[start]

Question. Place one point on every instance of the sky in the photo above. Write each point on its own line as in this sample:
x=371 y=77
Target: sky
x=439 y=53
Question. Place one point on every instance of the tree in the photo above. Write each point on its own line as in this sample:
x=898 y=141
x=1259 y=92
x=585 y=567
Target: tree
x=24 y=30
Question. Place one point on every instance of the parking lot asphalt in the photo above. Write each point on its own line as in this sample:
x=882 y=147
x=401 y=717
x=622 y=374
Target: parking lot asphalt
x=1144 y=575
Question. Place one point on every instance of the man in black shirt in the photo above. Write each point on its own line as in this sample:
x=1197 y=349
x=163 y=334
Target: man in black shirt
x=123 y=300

[end]

WHAT IS ASKED:
Starting at the line that contains "Question. Place one point on every instance of the tree" and ending at the final line of the material above, arrange each line as one string in a JSON list, leaving out any blank lines.

EXERCISE RESULT:
[
  "Question. Place one point on every instance of the tree in the photo above. Write each point on its own line as in this sample:",
  "x=898 y=141",
  "x=1259 y=92",
  "x=585 y=567",
  "Target: tree",
  "x=24 y=30",
  "Question. Place one point on every instance of the parking lot asphalt in the photo above. Write each point on its own line as in this sample:",
  "x=882 y=147",
  "x=401 y=717",
  "x=622 y=374",
  "Target: parking lot asphalt",
  "x=1144 y=575",
  "Question. Place one point on every instance of the man in black shirt in the photo above. Write each point on its own line as in this sample:",
  "x=1197 y=349",
  "x=163 y=334",
  "Target: man in black shirt",
  "x=123 y=300"
]